DA FARE:
Mostra ogni riga dei record che contiene la stringa "striped", tenendo conto di maiuscole e minuscole.
* * * * * * * * *
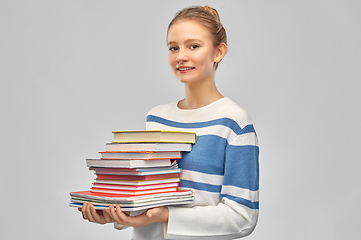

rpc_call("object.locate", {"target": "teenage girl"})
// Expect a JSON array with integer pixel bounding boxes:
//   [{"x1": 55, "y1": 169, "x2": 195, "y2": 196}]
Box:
[{"x1": 81, "y1": 6, "x2": 259, "y2": 240}]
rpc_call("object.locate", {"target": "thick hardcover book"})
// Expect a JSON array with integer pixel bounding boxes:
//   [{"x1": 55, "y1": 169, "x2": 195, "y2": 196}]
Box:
[
  {"x1": 113, "y1": 130, "x2": 196, "y2": 143},
  {"x1": 96, "y1": 173, "x2": 180, "y2": 181},
  {"x1": 90, "y1": 187, "x2": 177, "y2": 196},
  {"x1": 69, "y1": 190, "x2": 194, "y2": 211},
  {"x1": 86, "y1": 158, "x2": 172, "y2": 168},
  {"x1": 99, "y1": 151, "x2": 182, "y2": 160},
  {"x1": 105, "y1": 143, "x2": 192, "y2": 152},
  {"x1": 89, "y1": 167, "x2": 182, "y2": 176},
  {"x1": 94, "y1": 177, "x2": 180, "y2": 186}
]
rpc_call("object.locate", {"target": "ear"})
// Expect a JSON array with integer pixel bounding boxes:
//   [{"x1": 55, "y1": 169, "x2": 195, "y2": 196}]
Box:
[{"x1": 214, "y1": 43, "x2": 227, "y2": 63}]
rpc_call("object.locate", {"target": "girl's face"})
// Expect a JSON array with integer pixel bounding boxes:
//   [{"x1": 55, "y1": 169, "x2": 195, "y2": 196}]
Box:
[{"x1": 167, "y1": 20, "x2": 216, "y2": 84}]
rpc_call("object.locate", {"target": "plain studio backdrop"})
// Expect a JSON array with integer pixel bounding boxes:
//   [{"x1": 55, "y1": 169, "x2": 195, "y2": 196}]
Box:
[{"x1": 0, "y1": 0, "x2": 361, "y2": 240}]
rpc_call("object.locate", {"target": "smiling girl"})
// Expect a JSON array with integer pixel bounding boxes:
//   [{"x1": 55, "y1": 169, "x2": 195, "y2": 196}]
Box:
[{"x1": 81, "y1": 6, "x2": 259, "y2": 240}]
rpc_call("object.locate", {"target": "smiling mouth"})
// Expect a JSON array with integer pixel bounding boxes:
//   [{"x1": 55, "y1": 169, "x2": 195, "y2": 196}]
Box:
[{"x1": 177, "y1": 67, "x2": 194, "y2": 71}]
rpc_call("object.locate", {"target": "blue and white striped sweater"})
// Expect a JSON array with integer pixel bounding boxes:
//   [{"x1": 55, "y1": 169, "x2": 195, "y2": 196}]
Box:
[{"x1": 134, "y1": 98, "x2": 259, "y2": 239}]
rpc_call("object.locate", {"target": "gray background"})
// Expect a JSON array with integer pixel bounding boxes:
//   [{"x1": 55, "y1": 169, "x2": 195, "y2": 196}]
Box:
[{"x1": 0, "y1": 0, "x2": 361, "y2": 240}]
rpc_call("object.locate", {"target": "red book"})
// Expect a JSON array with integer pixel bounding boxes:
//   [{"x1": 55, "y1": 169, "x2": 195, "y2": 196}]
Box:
[
  {"x1": 96, "y1": 173, "x2": 180, "y2": 180},
  {"x1": 90, "y1": 187, "x2": 177, "y2": 196}
]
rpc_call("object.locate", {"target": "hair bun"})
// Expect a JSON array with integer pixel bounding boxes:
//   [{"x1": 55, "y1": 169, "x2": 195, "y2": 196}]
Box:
[{"x1": 203, "y1": 5, "x2": 221, "y2": 22}]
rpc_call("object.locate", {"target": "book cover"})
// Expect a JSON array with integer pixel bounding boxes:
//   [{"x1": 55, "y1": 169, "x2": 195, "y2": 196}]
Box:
[
  {"x1": 99, "y1": 151, "x2": 182, "y2": 160},
  {"x1": 96, "y1": 173, "x2": 180, "y2": 180},
  {"x1": 105, "y1": 143, "x2": 192, "y2": 152},
  {"x1": 90, "y1": 187, "x2": 177, "y2": 196},
  {"x1": 86, "y1": 158, "x2": 172, "y2": 168},
  {"x1": 95, "y1": 178, "x2": 180, "y2": 186},
  {"x1": 93, "y1": 182, "x2": 179, "y2": 191},
  {"x1": 112, "y1": 130, "x2": 196, "y2": 143}
]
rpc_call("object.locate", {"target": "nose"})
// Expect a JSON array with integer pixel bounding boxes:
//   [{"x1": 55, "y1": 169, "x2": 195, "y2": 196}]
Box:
[{"x1": 175, "y1": 48, "x2": 188, "y2": 63}]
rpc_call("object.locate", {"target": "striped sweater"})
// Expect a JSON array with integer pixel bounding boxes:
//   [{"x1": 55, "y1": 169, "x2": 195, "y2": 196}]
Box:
[{"x1": 128, "y1": 98, "x2": 259, "y2": 240}]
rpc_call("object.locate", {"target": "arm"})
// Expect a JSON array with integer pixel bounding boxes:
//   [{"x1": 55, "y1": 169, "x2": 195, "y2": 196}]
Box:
[
  {"x1": 165, "y1": 127, "x2": 258, "y2": 239},
  {"x1": 79, "y1": 202, "x2": 168, "y2": 229}
]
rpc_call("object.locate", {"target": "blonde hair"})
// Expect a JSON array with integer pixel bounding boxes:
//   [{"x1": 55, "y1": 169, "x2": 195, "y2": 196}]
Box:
[{"x1": 168, "y1": 5, "x2": 227, "y2": 69}]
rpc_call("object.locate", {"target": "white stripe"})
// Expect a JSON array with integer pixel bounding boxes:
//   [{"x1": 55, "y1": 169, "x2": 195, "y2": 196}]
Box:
[
  {"x1": 178, "y1": 187, "x2": 220, "y2": 207},
  {"x1": 221, "y1": 185, "x2": 258, "y2": 202},
  {"x1": 181, "y1": 169, "x2": 223, "y2": 186},
  {"x1": 147, "y1": 122, "x2": 258, "y2": 146},
  {"x1": 232, "y1": 132, "x2": 258, "y2": 147}
]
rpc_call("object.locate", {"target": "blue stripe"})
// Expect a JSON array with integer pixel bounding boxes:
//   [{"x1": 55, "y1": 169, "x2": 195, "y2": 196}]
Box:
[
  {"x1": 147, "y1": 115, "x2": 255, "y2": 134},
  {"x1": 179, "y1": 179, "x2": 222, "y2": 193},
  {"x1": 221, "y1": 194, "x2": 259, "y2": 209},
  {"x1": 223, "y1": 145, "x2": 259, "y2": 191},
  {"x1": 177, "y1": 135, "x2": 227, "y2": 175}
]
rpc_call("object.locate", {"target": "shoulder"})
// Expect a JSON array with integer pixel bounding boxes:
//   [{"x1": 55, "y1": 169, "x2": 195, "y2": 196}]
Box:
[
  {"x1": 218, "y1": 98, "x2": 252, "y2": 128},
  {"x1": 147, "y1": 102, "x2": 177, "y2": 115}
]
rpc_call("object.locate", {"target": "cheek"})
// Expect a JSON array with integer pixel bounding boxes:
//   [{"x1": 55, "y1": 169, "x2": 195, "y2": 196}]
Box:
[{"x1": 168, "y1": 54, "x2": 176, "y2": 67}]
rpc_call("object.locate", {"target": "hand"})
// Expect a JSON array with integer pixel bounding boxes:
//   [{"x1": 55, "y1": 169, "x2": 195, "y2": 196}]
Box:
[
  {"x1": 104, "y1": 204, "x2": 169, "y2": 228},
  {"x1": 78, "y1": 202, "x2": 114, "y2": 224}
]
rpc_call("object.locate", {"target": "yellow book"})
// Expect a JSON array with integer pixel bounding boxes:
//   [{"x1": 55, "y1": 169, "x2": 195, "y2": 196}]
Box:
[{"x1": 112, "y1": 130, "x2": 197, "y2": 143}]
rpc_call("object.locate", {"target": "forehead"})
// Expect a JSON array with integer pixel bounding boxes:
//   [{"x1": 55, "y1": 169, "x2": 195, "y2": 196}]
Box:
[{"x1": 167, "y1": 19, "x2": 212, "y2": 42}]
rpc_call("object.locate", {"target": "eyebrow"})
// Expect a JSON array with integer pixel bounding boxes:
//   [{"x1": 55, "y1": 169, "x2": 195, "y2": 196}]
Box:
[{"x1": 167, "y1": 38, "x2": 203, "y2": 46}]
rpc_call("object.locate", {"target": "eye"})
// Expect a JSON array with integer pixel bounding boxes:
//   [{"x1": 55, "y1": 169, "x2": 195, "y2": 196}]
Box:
[{"x1": 169, "y1": 47, "x2": 178, "y2": 52}]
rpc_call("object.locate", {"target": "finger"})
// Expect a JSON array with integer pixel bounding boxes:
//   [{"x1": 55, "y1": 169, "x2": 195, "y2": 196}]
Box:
[
  {"x1": 108, "y1": 204, "x2": 125, "y2": 225},
  {"x1": 86, "y1": 203, "x2": 97, "y2": 222},
  {"x1": 81, "y1": 202, "x2": 88, "y2": 220},
  {"x1": 103, "y1": 208, "x2": 114, "y2": 223},
  {"x1": 116, "y1": 205, "x2": 145, "y2": 227}
]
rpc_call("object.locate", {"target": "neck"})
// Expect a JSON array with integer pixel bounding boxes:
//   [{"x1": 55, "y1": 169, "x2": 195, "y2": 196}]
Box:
[{"x1": 178, "y1": 77, "x2": 223, "y2": 109}]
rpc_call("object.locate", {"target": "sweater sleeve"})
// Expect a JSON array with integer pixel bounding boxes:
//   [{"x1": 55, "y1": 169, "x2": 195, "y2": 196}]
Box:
[{"x1": 164, "y1": 125, "x2": 259, "y2": 239}]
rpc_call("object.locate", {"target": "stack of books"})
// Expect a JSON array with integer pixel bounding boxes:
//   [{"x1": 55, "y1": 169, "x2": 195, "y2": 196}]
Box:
[{"x1": 70, "y1": 130, "x2": 196, "y2": 211}]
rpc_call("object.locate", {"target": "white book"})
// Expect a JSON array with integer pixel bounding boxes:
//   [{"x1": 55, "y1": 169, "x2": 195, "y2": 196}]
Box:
[
  {"x1": 105, "y1": 143, "x2": 192, "y2": 152},
  {"x1": 99, "y1": 151, "x2": 182, "y2": 160},
  {"x1": 86, "y1": 158, "x2": 171, "y2": 168}
]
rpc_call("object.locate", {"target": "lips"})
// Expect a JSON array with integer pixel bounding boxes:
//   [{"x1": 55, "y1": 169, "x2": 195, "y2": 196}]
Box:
[{"x1": 177, "y1": 66, "x2": 194, "y2": 71}]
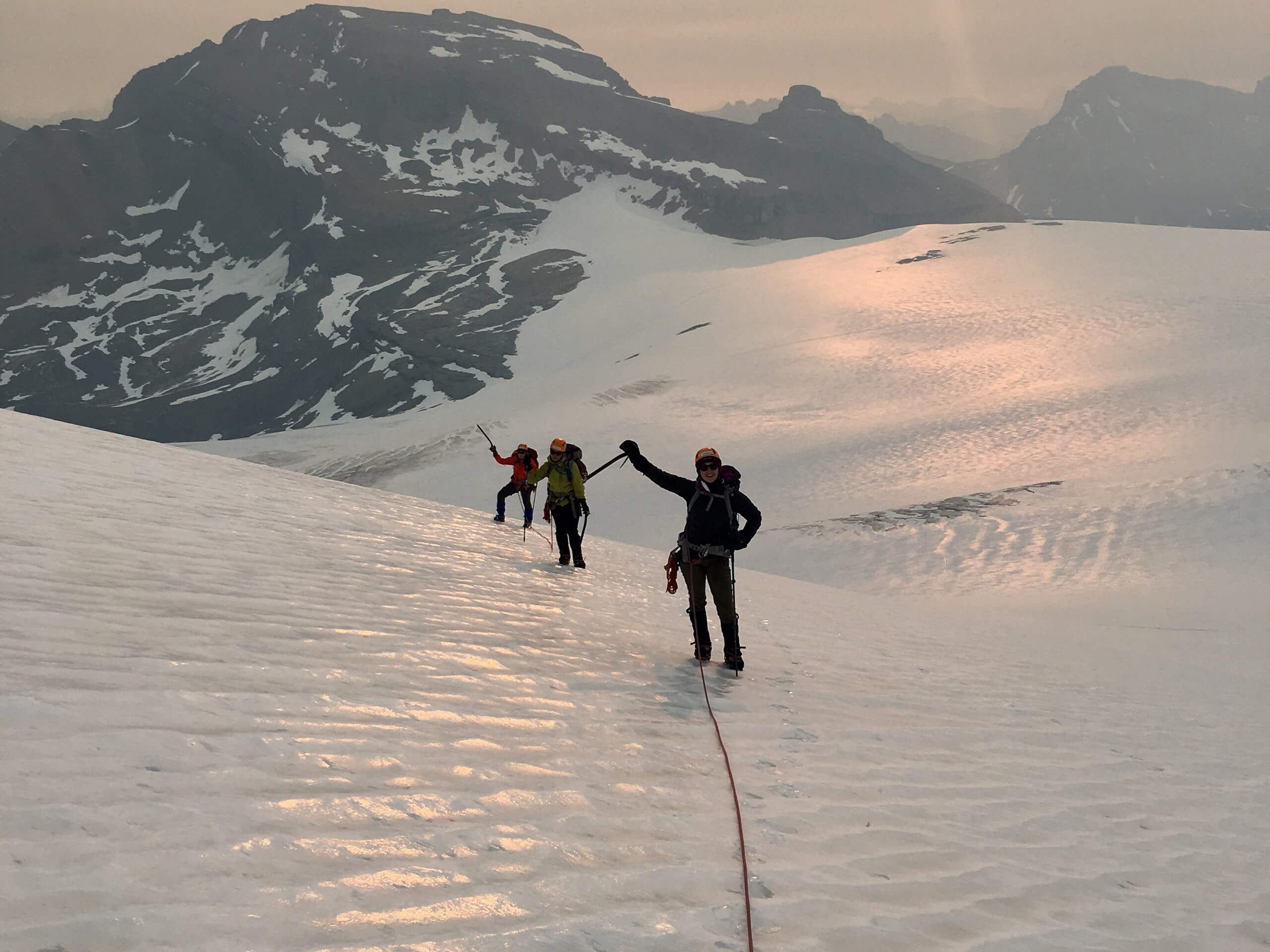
* * * * * * * * *
SOLUZIONE:
rpc_call("object.locate", {"target": "blue and white striped sweater"})
rpc_call("object.locate", {"target": "striped sweater"})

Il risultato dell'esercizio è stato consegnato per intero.